— TASK DETAILS —
Rewrite the data below, substituting "Target category" for each "Class of interest" and changing nothing else. Leave out the pictures.
- - - - - - -
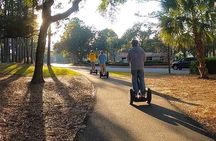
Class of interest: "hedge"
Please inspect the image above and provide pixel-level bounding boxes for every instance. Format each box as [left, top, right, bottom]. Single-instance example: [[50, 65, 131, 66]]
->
[[190, 57, 216, 74]]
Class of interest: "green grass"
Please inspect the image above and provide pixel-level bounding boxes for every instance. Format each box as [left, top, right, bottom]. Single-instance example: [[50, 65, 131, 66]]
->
[[0, 63, 80, 77]]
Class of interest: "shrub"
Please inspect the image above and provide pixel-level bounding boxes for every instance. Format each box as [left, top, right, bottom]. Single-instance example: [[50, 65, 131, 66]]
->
[[190, 57, 216, 74]]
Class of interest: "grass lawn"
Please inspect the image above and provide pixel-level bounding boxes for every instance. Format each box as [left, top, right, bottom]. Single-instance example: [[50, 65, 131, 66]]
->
[[110, 72, 216, 135], [0, 64, 79, 78]]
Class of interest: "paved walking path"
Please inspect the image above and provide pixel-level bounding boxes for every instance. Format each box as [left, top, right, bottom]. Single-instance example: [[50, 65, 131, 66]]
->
[[63, 67, 213, 141]]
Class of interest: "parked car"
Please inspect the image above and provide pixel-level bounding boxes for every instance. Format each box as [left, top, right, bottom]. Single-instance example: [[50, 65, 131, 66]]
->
[[172, 57, 196, 70]]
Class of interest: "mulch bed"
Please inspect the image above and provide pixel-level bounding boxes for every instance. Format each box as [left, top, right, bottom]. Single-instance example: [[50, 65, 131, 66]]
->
[[145, 75, 216, 136], [0, 75, 94, 141]]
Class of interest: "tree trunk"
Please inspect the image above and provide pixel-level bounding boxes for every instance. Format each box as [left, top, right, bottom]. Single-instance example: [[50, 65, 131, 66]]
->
[[11, 38, 15, 62], [1, 41, 4, 63], [47, 24, 51, 66], [31, 37, 34, 64], [212, 39, 215, 56], [31, 21, 49, 83], [26, 39, 29, 64], [193, 18, 208, 79]]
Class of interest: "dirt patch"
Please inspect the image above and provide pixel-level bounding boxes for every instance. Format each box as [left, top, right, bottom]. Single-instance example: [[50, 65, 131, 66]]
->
[[145, 75, 216, 136], [0, 76, 94, 141]]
- - - - - - -
— WRITTEN REPLY —
Target category: "hedge"
Please inspect the image above and provide pixel-level bounding boxes for every instance. Format each box as [left, top, right, bottom]. Single-instance example: [[50, 65, 131, 66]]
->
[[190, 57, 216, 74]]
Target category: "green grass"
Please inspect the image above and provide pixel-level bounding boxes for every instance. Format each box as [left, top, right, bottom]. Single-instance example: [[50, 65, 131, 66]]
->
[[0, 63, 80, 77]]
Target category: "shrub"
Please inspect the image above and provide pixel-level bounding boxes for every instance. Format each box as [left, top, right, bottom]. Single-instance example: [[50, 65, 131, 66]]
->
[[190, 57, 216, 74]]
Target category: "grass lawn"
Please inspect the image above and provide pixel-level bounding boxes for every instance. Format each box as [left, top, right, bottom]. Single-instance example: [[50, 65, 131, 66]]
->
[[110, 72, 216, 135], [0, 64, 79, 78]]
Target category: "paved walking path"
Please inspect the image above and provide pixel-level bounding boxes for every instance. Format each box as [left, top, right, bottom]. Single-instance example: [[50, 65, 131, 66]]
->
[[63, 67, 213, 141]]
Target category: "parked car"
Please inspect the image above and provide pixel-level bounding boxes for every instance. Format each box as [left, top, right, bottom]. Single-instance example: [[50, 65, 131, 66]]
->
[[172, 57, 196, 70]]
Target category: "mulch bed"
Please inspect the image above and provide pixel-level bounding boxes for every instance. Format each box as [left, top, right, bottom]. Single-instance example: [[50, 65, 131, 66]]
->
[[145, 75, 216, 136], [0, 75, 94, 141]]
Target category: "tree trunk"
Please inspect the image above and provide pixel-level bounding boxes for every instance. Format each box as [left, top, right, bottom]. Single-instance example: [[50, 65, 131, 66]]
->
[[11, 38, 15, 62], [1, 41, 4, 63], [47, 24, 51, 66], [31, 37, 34, 64], [212, 39, 215, 56], [31, 21, 49, 83], [26, 39, 29, 64], [193, 18, 208, 79]]
Target category: "dirt patch"
Please inspect the image above and provide pixel-level bounding boxes for every instance. Format each box as [left, top, right, bottom]. Single-instance example: [[50, 65, 131, 66]]
->
[[145, 75, 216, 136], [0, 76, 94, 141]]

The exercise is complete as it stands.